PROBLEM TO SOLVE =
Retype every record below exactly as it is written.

(Point localization data)
********
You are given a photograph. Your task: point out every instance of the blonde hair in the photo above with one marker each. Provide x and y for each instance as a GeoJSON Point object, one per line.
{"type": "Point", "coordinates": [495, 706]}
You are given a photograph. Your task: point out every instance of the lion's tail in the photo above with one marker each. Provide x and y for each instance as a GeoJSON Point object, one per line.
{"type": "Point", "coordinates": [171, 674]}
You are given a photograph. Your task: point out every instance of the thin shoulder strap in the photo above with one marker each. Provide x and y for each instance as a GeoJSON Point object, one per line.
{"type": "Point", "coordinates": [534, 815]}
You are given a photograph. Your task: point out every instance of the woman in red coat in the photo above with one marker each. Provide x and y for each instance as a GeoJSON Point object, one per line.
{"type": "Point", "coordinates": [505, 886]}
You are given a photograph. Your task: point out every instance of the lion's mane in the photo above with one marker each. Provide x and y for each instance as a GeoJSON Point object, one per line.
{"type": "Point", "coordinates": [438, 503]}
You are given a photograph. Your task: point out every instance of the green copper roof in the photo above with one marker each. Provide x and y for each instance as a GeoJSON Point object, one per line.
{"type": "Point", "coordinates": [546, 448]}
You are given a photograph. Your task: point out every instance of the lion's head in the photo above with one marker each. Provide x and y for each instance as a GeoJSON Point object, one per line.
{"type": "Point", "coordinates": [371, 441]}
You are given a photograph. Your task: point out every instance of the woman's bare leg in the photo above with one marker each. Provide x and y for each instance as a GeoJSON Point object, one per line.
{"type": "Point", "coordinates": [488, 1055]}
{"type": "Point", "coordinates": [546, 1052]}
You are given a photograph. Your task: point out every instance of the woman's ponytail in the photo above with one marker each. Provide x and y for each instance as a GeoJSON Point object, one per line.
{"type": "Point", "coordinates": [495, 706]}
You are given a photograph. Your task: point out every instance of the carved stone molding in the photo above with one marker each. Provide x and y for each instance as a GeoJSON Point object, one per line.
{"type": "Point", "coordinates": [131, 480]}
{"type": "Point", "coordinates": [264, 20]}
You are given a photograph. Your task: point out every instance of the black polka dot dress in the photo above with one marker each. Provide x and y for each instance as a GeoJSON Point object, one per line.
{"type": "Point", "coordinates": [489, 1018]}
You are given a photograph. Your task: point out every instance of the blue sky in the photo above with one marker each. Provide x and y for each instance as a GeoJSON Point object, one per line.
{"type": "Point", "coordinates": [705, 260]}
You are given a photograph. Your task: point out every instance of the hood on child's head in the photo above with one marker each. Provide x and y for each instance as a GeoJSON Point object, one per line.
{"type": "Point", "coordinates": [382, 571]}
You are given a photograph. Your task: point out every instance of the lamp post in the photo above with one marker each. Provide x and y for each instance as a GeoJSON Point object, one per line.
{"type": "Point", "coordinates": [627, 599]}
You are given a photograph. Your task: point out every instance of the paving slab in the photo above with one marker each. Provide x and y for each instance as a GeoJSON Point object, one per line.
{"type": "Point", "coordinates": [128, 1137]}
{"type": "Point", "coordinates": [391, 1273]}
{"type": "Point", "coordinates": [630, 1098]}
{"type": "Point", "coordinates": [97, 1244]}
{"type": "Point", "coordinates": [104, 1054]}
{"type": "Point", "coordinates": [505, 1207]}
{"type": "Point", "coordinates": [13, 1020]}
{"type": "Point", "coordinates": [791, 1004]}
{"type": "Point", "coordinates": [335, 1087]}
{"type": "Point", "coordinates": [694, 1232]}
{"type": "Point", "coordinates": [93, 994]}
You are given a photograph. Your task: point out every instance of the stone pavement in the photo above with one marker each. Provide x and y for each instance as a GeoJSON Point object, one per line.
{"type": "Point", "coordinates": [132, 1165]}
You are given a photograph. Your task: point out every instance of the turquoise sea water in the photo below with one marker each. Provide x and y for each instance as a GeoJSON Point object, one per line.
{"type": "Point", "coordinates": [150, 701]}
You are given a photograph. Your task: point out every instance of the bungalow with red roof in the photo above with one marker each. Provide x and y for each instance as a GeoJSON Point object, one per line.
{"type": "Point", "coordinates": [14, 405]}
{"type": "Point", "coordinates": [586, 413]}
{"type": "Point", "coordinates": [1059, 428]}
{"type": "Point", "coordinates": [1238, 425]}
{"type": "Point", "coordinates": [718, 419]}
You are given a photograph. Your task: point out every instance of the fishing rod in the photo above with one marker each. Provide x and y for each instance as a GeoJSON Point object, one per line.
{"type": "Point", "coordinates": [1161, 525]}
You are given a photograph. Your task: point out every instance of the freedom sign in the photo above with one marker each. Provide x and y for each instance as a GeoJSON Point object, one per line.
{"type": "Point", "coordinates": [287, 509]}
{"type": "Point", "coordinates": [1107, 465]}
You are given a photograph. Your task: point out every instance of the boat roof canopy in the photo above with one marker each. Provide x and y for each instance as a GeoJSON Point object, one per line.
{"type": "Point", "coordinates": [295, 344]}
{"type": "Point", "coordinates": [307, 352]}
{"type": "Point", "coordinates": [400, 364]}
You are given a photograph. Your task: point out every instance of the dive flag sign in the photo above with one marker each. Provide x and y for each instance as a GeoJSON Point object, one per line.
********
THE ANSWER =
You are given a photograph. Your task: point out every instance of the blonde hair in the photo above with one marker each. Provide x and y for each instance as a GeoJSON Point object, one per line.
{"type": "Point", "coordinates": [495, 706]}
You are given a photograph. Your task: point out every instance of the lion's tail in the photo above with one marker each. Provide x and y for each instance as a GeoJSON Point object, one per line.
{"type": "Point", "coordinates": [171, 674]}
You are given a photograph. Your task: point out every instance of the thin shoulder strap in the photo above with one marker each. Provide x and y for each instance as a GeoJSON Point object, one per line.
{"type": "Point", "coordinates": [534, 815]}
You are given a photograph. Your task: point out every instance of the woman in red coat in the photo above with one marker each. Provide x and y for each instance as a GeoJSON Point object, one per line.
{"type": "Point", "coordinates": [505, 886]}
You are given a photograph. Your task: point out every instance of the lion's mane in the photo above with one marker each. Provide x and y for each instance as a GeoJSON Point object, one per line.
{"type": "Point", "coordinates": [438, 503]}
You are given a photograph. Your task: point out every instance of the green copper roof in the photo above with one marker each. Provide x and y for each instance as a GeoJSON Point object, one per line.
{"type": "Point", "coordinates": [546, 448]}
You are given a photograph. Your task: point out every instance of the lion's head in the photo above with one marker each. Provide x and y for each instance as a GeoJSON Point object, one per line.
{"type": "Point", "coordinates": [371, 441]}
You are given a photograph. Your task: point out every instance of the woman's bare leg in the photo above with one marker each. Provide x and y for each instance as a GeoJSON Point object, one per line.
{"type": "Point", "coordinates": [488, 1055]}
{"type": "Point", "coordinates": [546, 1052]}
You are given a photograph. Your task: point out every instance of the woman's ponytail in the photo above with one marker each. Provide x and y for each instance as a GeoJSON Point object, one per line.
{"type": "Point", "coordinates": [495, 706]}
You are given a photograph. Your task: point out every instance of the carved stone molding in the photo above with one marker each. Provide x and y for each instance as a GeoJSON Point object, one per line.
{"type": "Point", "coordinates": [131, 480]}
{"type": "Point", "coordinates": [264, 20]}
You are given a photograph. Your task: point out every instance of the black polka dot dress in the photo above with one marker each. Provide x and y for each instance as a GeoJSON Point object, one per line.
{"type": "Point", "coordinates": [489, 1018]}
You are given a photograph. Your task: point out every instance of the blue sky in the photo above with one marker each. Provide x and y for each instance as a GeoJSON Point object, one per line.
{"type": "Point", "coordinates": [705, 260]}
You are given a photograph. Your task: point out every instance of the hood on child's head in the photo above with one marker each. Provide x and y for each instance as a GeoJSON Point object, one per line.
{"type": "Point", "coordinates": [382, 571]}
You are given a photograph. Your task: point out every instance of the lamp post in the photo above with one marker each. Provide x and y for each instance as a GeoJSON Point object, one per line.
{"type": "Point", "coordinates": [627, 599]}
You are given a photograph. Your task: point out every instance of the paving slab in the photo above with one marker each. Provide x and y for each instance as a GeoJSON Point object, one per line.
{"type": "Point", "coordinates": [128, 1137]}
{"type": "Point", "coordinates": [391, 1273]}
{"type": "Point", "coordinates": [630, 1098]}
{"type": "Point", "coordinates": [97, 1244]}
{"type": "Point", "coordinates": [104, 1054]}
{"type": "Point", "coordinates": [505, 1207]}
{"type": "Point", "coordinates": [13, 1020]}
{"type": "Point", "coordinates": [791, 1004]}
{"type": "Point", "coordinates": [335, 1087]}
{"type": "Point", "coordinates": [694, 1232]}
{"type": "Point", "coordinates": [93, 994]}
You are given a photograph. Your task: point out every instance of the stone pavement in the photo above with one marker each. Provide x and y for each instance as a GeoJSON Point object, one per line.
{"type": "Point", "coordinates": [132, 1165]}
You are given a photograph. Your task: point out every instance of the turquoise sea water in the photo below with one marker each. Provide x and y for each instance as a GeoJSON Point object, one per line.
{"type": "Point", "coordinates": [150, 701]}
You are given a photograph. Your task: point out every instance of the bungalow with red roof in the photo above with one marker each. Provide x and y for each instance as a GeoJSON Point object, one per line.
{"type": "Point", "coordinates": [14, 405]}
{"type": "Point", "coordinates": [586, 413]}
{"type": "Point", "coordinates": [1059, 428]}
{"type": "Point", "coordinates": [1238, 425]}
{"type": "Point", "coordinates": [718, 419]}
You are given a photograph. Your task: point out every instance of the fishing rod in the photo above with one marker each. Provide x and y for each instance as a GeoJSON Point object, one per line.
{"type": "Point", "coordinates": [1161, 525]}
You are given a photograph. Your task: point out every instance of the freedom sign in the photo above with one marker each. Provide x and y for each instance as a GeoJSON Point object, one per line.
{"type": "Point", "coordinates": [287, 509]}
{"type": "Point", "coordinates": [1107, 465]}
You are given a photograph. Your task: point out every instance of the boat roof canopy in the photo above with one marker each. Provide x and y for each instance as a GeoJSON Point object, one per line.
{"type": "Point", "coordinates": [295, 344]}
{"type": "Point", "coordinates": [307, 352]}
{"type": "Point", "coordinates": [400, 364]}
You are given a photograph. Your task: point out every instance of the dive flag sign in the photo above with one marker each. Provide x and y for each instance as a GeoJSON Point object, one per line.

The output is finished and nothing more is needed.